Fehler beim Laden des Stylesheets: XPath-Verarbeitungsfehler: Binärer Operator erwartet:

(In English (most likely): "Error loading stylesheets: XPath processing error: Binary Operator expected:")

I completely fail to understand how to debug this, what triggers the error, and how to fix it (when I added backslashed before { and }I got a different error message, saying "Invalid character found:").

What makes things harder to understand is that any details (like line, token) are absent in the error message, and when I try to display the source, I only get an empty window.

Almost Minimal Example

<?xml version="1.0"?>
<?xml-stylesheet type="text/xsl" href="#default"?>
<xsl:stylesheet id="default" version="1.0"
        xmlns:xsl="http://www.w3.org/1999/XSL/Transform"
        xmlns:test="test"

→ MATERIAL
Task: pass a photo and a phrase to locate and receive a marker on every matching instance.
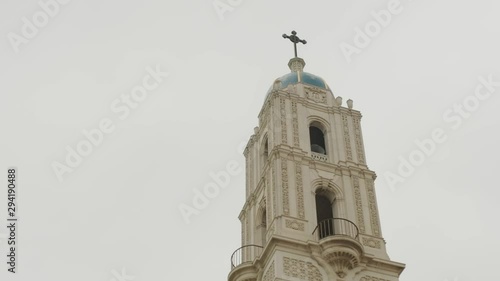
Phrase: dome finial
(296, 64)
(295, 39)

→ WHAT THIS TASK INVOLVES
Please carry on the post about the XPath stylesheet error from the point where it stops. The material plays no part in this work.

→ ANSWER TO THIS PROBLEM
        exclude-result-prefixes="xsl test">
  <test:XML>
    <order>
    </order>
  </test:XML>

  <xsl:output method="html" encoding="UTF-8" indent="yes"/>

  <xsl:template match="/xsl:stylesheet">
    <xsl:apply-templates />
  </xsl:template>

  <xsl:template match="xsl:*" /><!-- ignore -->

  <xsl:template match="test:XML/order">
    <html xmlns="http://www.w3.org/1999/xhtml">
      <body>
    <form>
      <input id="customer-name" type="text" name="i.user.name"
         size="25" maxlength="40" placeholder="Name"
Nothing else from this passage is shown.